*TASK BRIEF:*
Reproduce verbatim the line where "Detect girl's nose" occurs, along with all following lines down to the last line of the data.

*RECORDS FOR THIS TASK:*
◆ ◆ ◆ ◆ ◆

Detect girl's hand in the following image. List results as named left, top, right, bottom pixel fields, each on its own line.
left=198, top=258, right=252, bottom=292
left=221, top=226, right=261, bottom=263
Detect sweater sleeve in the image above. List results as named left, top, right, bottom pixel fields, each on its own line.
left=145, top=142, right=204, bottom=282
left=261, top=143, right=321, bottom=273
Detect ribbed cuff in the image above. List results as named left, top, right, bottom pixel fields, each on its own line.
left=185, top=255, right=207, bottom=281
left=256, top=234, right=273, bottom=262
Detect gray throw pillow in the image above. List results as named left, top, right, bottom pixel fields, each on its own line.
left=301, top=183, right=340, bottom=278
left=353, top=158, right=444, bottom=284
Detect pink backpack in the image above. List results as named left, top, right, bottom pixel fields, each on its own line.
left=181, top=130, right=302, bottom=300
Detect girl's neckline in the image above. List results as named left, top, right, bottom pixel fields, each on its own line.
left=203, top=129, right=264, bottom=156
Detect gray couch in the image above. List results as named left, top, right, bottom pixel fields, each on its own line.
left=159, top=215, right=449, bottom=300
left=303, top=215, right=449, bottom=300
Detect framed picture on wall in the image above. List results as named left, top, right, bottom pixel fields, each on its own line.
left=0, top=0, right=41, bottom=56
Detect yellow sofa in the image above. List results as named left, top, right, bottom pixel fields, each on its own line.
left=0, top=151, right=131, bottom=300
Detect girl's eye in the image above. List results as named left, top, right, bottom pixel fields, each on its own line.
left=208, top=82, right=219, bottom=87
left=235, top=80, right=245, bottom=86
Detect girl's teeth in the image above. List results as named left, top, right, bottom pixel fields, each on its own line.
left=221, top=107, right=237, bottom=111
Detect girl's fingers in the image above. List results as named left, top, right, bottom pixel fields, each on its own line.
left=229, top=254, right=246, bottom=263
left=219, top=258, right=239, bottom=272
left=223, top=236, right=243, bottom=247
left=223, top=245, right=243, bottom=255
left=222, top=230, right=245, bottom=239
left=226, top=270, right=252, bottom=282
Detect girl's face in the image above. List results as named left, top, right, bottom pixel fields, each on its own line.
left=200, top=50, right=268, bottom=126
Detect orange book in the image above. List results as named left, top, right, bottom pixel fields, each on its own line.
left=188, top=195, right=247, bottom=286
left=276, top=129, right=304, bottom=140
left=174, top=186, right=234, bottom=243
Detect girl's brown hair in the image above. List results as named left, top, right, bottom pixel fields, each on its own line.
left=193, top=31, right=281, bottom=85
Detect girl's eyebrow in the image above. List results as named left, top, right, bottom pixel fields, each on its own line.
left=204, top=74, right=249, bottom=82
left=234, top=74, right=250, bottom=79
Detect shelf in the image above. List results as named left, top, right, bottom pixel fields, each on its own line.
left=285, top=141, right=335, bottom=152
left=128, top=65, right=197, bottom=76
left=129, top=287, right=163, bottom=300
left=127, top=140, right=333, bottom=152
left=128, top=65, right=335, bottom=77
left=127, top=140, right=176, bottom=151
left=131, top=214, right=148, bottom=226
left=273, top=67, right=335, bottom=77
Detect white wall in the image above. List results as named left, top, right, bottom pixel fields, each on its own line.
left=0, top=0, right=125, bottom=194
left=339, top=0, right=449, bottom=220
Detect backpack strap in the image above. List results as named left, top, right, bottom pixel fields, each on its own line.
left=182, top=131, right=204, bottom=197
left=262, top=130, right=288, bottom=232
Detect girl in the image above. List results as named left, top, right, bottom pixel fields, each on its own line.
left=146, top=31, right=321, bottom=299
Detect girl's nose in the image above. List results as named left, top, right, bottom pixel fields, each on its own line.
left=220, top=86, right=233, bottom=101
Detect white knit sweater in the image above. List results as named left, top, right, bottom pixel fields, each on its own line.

◆ ◆ ◆ ◆ ◆

*RESPONSE TO THE TASK:*
Detect girl's nose in the image above. List results as named left, top, right, bottom pixel fields, each on its own line.
left=220, top=86, right=233, bottom=101
Detect white knit sweater in the image above. List results as named left, top, right, bottom pixel fields, each on its own line.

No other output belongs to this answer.